[[ RECORD SET open ]]

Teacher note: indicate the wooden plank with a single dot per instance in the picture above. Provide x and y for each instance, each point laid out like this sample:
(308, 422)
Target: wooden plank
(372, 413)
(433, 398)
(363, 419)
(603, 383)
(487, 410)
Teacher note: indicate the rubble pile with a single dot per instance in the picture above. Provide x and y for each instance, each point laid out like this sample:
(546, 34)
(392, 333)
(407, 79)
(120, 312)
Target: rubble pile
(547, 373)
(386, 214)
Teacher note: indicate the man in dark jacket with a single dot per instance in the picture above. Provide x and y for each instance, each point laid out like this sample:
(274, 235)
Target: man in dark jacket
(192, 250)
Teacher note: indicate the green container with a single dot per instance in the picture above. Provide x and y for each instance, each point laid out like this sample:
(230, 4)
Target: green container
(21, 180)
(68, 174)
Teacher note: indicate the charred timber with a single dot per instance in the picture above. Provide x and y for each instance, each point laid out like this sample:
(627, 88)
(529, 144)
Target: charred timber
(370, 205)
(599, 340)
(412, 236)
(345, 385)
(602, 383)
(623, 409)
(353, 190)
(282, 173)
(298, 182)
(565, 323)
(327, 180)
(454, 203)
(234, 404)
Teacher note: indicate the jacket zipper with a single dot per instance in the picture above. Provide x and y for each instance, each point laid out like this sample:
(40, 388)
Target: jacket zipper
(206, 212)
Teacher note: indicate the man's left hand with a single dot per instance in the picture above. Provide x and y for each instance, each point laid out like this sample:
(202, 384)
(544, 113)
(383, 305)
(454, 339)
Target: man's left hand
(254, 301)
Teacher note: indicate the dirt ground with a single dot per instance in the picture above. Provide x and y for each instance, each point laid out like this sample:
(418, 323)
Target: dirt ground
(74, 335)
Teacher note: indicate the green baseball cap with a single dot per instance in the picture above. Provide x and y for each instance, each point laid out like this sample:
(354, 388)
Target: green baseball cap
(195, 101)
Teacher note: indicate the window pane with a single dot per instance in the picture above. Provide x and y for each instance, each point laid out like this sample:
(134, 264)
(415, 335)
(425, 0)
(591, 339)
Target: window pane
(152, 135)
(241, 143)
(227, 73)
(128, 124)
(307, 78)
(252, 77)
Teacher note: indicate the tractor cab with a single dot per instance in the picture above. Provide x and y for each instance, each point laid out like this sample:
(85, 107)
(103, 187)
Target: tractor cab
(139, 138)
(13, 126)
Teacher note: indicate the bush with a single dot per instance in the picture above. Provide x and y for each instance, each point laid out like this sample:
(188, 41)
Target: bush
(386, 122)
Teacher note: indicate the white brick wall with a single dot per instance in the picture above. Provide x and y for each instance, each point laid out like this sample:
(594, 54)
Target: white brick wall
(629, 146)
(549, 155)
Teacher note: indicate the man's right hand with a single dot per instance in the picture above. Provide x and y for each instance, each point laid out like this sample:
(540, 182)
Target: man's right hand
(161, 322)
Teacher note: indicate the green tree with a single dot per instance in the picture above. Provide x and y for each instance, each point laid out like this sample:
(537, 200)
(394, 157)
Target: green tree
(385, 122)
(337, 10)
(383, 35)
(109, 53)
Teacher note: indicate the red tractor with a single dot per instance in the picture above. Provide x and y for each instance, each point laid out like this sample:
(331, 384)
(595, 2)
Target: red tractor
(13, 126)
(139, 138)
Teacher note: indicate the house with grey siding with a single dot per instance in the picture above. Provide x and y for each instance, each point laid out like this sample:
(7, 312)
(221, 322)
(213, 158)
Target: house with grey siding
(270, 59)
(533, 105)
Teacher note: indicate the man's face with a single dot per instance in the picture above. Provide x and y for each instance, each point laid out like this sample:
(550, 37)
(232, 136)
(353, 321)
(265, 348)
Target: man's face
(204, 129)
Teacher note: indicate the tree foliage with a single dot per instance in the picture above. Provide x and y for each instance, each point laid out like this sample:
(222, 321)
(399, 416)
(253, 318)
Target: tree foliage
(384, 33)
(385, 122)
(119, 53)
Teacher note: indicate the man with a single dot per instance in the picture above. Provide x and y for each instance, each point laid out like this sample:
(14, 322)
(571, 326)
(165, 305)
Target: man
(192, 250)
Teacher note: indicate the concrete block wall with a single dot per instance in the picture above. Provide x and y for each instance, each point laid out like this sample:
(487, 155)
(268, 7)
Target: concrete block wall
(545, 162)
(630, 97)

[[ RECORD SET closed ]]

- **PROBLEM REQUIREMENTS**:
Down to the last line, repeat the data exactly.

- **SOLUTION TO THE PROBLEM**:
Teacher note: indicate the wooden plank with a single dot per instance in the picture above. Provide x and y for each instance, each point laid out like this sample:
(308, 422)
Target: wooden plank
(372, 413)
(433, 398)
(363, 419)
(603, 383)
(487, 410)
Teacher note: indicate the rubble pile with a single dot per instance in the picture above. Provide x and y for each instance, each point laid out like this sample:
(546, 34)
(392, 333)
(407, 79)
(120, 312)
Target: rubble pile
(547, 373)
(386, 214)
Teacher note: indicate the man in dark jacket with a single dot per instance in the picture above. Provide x and y for each instance, each point laid out like this sample:
(274, 235)
Target: man in dark jacket
(192, 250)
Teacher note: indicate the green container with a single dot per instance in the picture above. Provide x and y for each instance, each point laid out like this sample:
(230, 4)
Target: green container
(21, 180)
(68, 174)
Teacher note: indicate the charred timber with a single dot per instance in the picture above. Provide x and y for each instance, each point laid out like this sample:
(627, 88)
(529, 144)
Target: charred timber
(370, 205)
(599, 340)
(412, 236)
(345, 385)
(602, 383)
(623, 409)
(353, 190)
(282, 173)
(298, 182)
(565, 323)
(327, 180)
(454, 203)
(234, 404)
Teacher note: indicate the jacket zipper with a single dot per instance in the picture above. Provide x and y for each instance, each point laid out like this sample:
(40, 388)
Target: jacket zipper
(206, 212)
Teacher note: indicate the man's left hand with a single dot per instance in the picture above. Provide x and y for each instance, each point laid out like this sample:
(202, 384)
(544, 113)
(383, 305)
(454, 339)
Target: man's left hand
(254, 301)
Teacher note: indicate the dirt ground with a single dot per instance in the picture above. Provide x and y for each instance, each point laid out like this sample:
(418, 323)
Target: dirt ground
(74, 335)
Teacher note: indicate the green baseball cap with a single dot per instance in the picture above. Provide x and y for each instance, each point laid out like this sample:
(354, 388)
Target: green baseball cap
(195, 101)
Teacher note: indicate the window pane with a single dot per instance in the picture above. Provide x and y for each instance, each point laid out like this sample:
(134, 264)
(415, 335)
(425, 0)
(591, 339)
Target: window pane
(152, 135)
(241, 143)
(227, 73)
(128, 124)
(307, 78)
(252, 77)
Teacher note: indicate the tractor cab with a single dot per instance in the picture above. Provide x and y for each instance, each point laid out like this sample:
(85, 107)
(103, 187)
Target: tractor cab
(139, 138)
(13, 126)
Teacher note: indicate the bush with a single dot per instance in the picture above. Provide x and y for each instance, each point laid out like this sample:
(188, 41)
Target: bush
(386, 122)
Teacher note: indicate the white brick wall with a single dot per instance in the picture above. Provide x and y for each instance, each point laid out like this sample:
(594, 54)
Target: white brick wall
(629, 146)
(549, 155)
Teacher note: indicate the man's right hand with a single dot per instance in the picture above. Provide x and y for each instance, each point laid out like this sample:
(540, 182)
Target: man's right hand
(161, 322)
Teacher note: indicate the green tree with a single dot per instance in the picture above. Provide x and y for each instance, each point laid out like this sample:
(537, 200)
(394, 157)
Target: green tree
(385, 122)
(337, 10)
(383, 35)
(109, 53)
Teacher note: indicate the red tractor with a single dot per instance in the picture above. Provide x and y for each instance, each point laid out like this sample:
(331, 384)
(595, 2)
Target: red tractor
(13, 126)
(139, 138)
Teacher note: indicate the house with grey siding with a single dot per instance in the picture above. Provide x and y for each instance, each point laid out like this sample:
(7, 312)
(221, 322)
(213, 158)
Target: house with grey siding
(270, 59)
(533, 105)
Teacher note: indicate the man's face with a single dot per instance in the picture above. Provide x and y for each instance, each point laid out like this sample:
(550, 37)
(232, 136)
(353, 321)
(265, 348)
Target: man's face
(204, 129)
Teacher note: indicate the tree foliage with a single dot per instance in the picture above. Provide x and y for each instance, each point laid out like this sample:
(222, 321)
(399, 416)
(253, 318)
Target: tree foliage
(384, 33)
(385, 122)
(119, 53)
Teacher note: indicate the man with a single dot per instance in the picture above. Provide x and y for each instance, each point laid out like this sample:
(14, 322)
(571, 326)
(165, 305)
Target: man
(192, 250)
Teacher note: indicate the concrete block wall with a single dot per instance in the picture above. Provide x and y for each instance, each point laid out like this sample:
(487, 155)
(268, 7)
Target: concrete block wall
(545, 162)
(630, 97)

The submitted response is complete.